▶ [What to do]: Format each of the rows below as a JSON list of strings, one string per line, leaving out any blank lines.

▶ [Records]:
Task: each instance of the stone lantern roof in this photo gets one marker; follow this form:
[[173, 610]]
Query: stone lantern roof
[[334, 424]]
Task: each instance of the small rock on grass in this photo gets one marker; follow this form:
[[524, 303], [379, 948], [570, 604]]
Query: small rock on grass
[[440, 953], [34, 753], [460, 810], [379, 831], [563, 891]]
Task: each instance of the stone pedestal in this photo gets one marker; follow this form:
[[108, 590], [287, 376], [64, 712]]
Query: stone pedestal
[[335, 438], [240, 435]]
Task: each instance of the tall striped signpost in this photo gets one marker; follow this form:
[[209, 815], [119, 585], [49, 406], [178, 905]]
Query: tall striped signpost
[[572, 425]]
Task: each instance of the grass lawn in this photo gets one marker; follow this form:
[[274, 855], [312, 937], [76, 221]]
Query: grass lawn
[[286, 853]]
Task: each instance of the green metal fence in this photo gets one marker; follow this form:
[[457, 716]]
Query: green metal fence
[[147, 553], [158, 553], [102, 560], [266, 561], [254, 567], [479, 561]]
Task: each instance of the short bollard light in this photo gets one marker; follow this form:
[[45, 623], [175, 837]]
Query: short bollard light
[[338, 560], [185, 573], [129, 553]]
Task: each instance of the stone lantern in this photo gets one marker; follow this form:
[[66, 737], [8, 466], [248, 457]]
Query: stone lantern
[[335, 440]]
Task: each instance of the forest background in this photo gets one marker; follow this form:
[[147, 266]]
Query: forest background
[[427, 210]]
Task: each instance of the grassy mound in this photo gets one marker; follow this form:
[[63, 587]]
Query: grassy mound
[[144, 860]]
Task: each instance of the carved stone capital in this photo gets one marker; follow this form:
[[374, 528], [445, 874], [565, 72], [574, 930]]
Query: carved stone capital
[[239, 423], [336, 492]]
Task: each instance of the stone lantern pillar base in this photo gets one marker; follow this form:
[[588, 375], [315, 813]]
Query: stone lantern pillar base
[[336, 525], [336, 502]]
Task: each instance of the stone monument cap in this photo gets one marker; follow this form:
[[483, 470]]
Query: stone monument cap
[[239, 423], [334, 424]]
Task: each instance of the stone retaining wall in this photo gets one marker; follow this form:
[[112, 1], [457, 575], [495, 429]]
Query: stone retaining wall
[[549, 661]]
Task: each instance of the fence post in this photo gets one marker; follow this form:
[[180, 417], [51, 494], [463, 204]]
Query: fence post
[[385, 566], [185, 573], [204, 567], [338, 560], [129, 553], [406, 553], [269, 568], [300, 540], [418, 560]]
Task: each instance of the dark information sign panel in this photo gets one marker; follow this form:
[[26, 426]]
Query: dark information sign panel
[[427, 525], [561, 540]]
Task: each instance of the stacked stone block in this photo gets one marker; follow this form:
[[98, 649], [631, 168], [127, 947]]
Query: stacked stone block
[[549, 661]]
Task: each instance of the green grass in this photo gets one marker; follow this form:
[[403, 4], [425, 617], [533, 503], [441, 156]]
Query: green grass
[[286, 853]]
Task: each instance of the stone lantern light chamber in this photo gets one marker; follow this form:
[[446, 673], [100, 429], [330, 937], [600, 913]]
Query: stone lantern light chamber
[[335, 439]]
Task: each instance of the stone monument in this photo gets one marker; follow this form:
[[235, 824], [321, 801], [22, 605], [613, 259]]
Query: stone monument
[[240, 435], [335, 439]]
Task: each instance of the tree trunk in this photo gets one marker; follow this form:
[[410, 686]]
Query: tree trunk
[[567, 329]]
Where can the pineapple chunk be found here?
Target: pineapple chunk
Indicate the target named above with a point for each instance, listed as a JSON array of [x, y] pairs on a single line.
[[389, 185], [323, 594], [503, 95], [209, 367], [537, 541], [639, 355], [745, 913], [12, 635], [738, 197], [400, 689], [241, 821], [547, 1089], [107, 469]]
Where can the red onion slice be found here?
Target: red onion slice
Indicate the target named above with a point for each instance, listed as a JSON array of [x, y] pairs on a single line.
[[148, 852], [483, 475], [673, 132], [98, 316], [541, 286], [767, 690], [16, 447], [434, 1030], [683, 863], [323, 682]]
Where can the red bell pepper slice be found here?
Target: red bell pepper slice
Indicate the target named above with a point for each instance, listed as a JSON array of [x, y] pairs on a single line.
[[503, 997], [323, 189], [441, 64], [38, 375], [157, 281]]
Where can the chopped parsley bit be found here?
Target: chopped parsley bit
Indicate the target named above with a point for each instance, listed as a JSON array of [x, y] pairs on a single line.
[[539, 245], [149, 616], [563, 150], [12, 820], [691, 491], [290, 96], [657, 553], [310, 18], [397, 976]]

▶ [Exercise result]:
[
  "Task: each instance of the stone lantern roof in this photo gets one marker; follow this form:",
  "[[173, 610]]",
  "Query: stone lantern roof",
  "[[334, 424]]",
  "Task: each instance of the small rock on grass in this photo gets one marker; follow this form:",
  "[[524, 303], [379, 948], [570, 604]]",
  "Query: small rock on grass",
  "[[440, 953], [34, 753], [460, 810], [379, 831], [563, 891]]",
  "Task: each instance of the stone pedestal in this photo gets one marker; follow this form:",
  "[[108, 590], [287, 376], [64, 712]]",
  "Query: stone pedestal",
  "[[335, 438], [240, 435]]",
  "Task: each instance of the tall striped signpost in this photo gets one marker; follow this form:",
  "[[209, 815], [119, 585], [49, 406], [178, 905]]",
  "Query: tall striped signpost",
  "[[572, 425]]",
  "Task: each instance of the grass lawn in this photo gets one marker; follow this form:",
  "[[274, 855], [312, 937], [76, 221]]",
  "Query: grass lawn",
  "[[286, 853]]",
  "Task: each instance of the green metal fence in this photo gets one marker; follow this form:",
  "[[457, 716]]",
  "Query: green metal fence",
  "[[147, 553], [158, 553], [102, 560], [266, 561], [254, 567], [479, 561]]",
  "Task: each instance of the short bollard light in this photo gets one marker; follow this form:",
  "[[45, 623], [175, 837]]",
  "Query: short bollard light",
  "[[338, 560], [185, 573], [129, 553]]",
  "Task: each instance of the stone lantern in this photo gets one marker; follow this form:",
  "[[66, 737], [8, 466], [248, 457]]",
  "Query: stone lantern",
  "[[335, 440]]",
  "Task: each instance of the forest background in this photo gets one marker; follow this form:",
  "[[147, 266]]",
  "Query: forest background",
  "[[427, 210]]",
  "Task: each instance of the grassy mound in this photo gets one marker; follow this form:",
  "[[63, 587]]",
  "Query: grassy mound",
  "[[144, 860]]",
  "Task: each instance of the carved stone capital in this photo gets one marker; follow this form:",
  "[[374, 528], [445, 874], [565, 72], [574, 930]]",
  "Query: carved stone capital",
  "[[239, 423], [336, 492]]",
  "Task: each instance of the stone lantern pillar base in this photo gets one marker; follow this form:",
  "[[588, 375], [315, 813]]",
  "Query: stone lantern pillar base",
  "[[336, 525], [336, 502]]",
  "Task: each instance of the stone monument cap in this photo gets one marker; follow this form:",
  "[[483, 470]]",
  "Query: stone monument cap",
  "[[239, 423], [334, 424]]",
  "Task: each instance of the stone retaining wall in this photo gets one marker; follow this form:",
  "[[112, 1], [457, 575], [495, 429]]",
  "Query: stone retaining wall",
  "[[549, 661]]",
  "Task: each instance of the fence post in this photo gets one marker; follow this form:",
  "[[180, 417], [51, 494], [463, 204]]",
  "Query: fence post",
  "[[385, 566], [185, 573], [204, 567], [338, 560], [129, 553], [406, 553], [269, 568], [300, 540], [418, 560]]",
  "Task: each instance of the dark information sign panel in this photo gets one marker; follow this form:",
  "[[26, 426]]",
  "Query: dark information sign panel",
  "[[427, 525], [561, 540]]",
  "Task: each instance of the stacked stone block in this photo gets one marker; follow this form:",
  "[[98, 649], [631, 168], [127, 947]]",
  "Query: stacked stone block",
  "[[549, 661]]",
  "Task: each instance of the green grass in this photo gets one marker; follow this form:",
  "[[403, 4], [425, 617], [533, 503], [441, 156]]",
  "Query: green grass",
  "[[286, 853]]",
  "Task: each instance of the stone lantern light chamber in this photo gets one marker; follow this form:",
  "[[446, 673], [100, 429], [330, 937], [600, 913]]",
  "Query: stone lantern light chamber",
  "[[335, 439]]",
  "Task: each instance of the stone monument in this photo gets one marker; follow this form:",
  "[[235, 824], [321, 801], [22, 605], [613, 259]]",
  "Query: stone monument",
  "[[240, 435], [335, 439]]",
  "Task: each instance of the tree trunk in this photo gets one marker; follow this form:",
  "[[410, 686]]",
  "Query: tree trunk",
  "[[567, 329]]",
  "Where can the pineapple chunk be found here?",
  "Target: pineapple chunk",
  "Indicate the target named above with a point for each instance, listed as a JSON array of [x, y] pairs on a single line.",
  "[[389, 185], [323, 594], [503, 95], [209, 367], [537, 541], [639, 355], [745, 913], [12, 635], [738, 197], [400, 689], [241, 821], [547, 1089], [107, 469]]",
  "Where can the red onion slice be found here?",
  "Target: red onion slice",
  "Indicate the target named above with a point for each instance, listed as a JSON array of [x, y] pairs on a single line.",
  "[[148, 852], [483, 475], [673, 132], [98, 316], [541, 286], [767, 690], [16, 447], [434, 1030], [683, 863], [323, 682]]",
  "Where can the red bell pepper slice be found here?",
  "Target: red bell pepper slice",
  "Indicate the target named above with a point for each instance, listed as a JSON array of [x, y] pairs on a single line.",
  "[[503, 997], [323, 189], [441, 64], [38, 375], [157, 281]]",
  "Where can the chopped parsley bit be found here?",
  "Target: chopped parsley bit",
  "Indicate the target named above with a point for each instance, listed as a JSON array of [x, y] pairs on a single line.",
  "[[539, 245], [149, 616], [563, 150], [12, 820], [691, 491], [290, 96], [657, 553], [310, 18], [397, 976]]"
]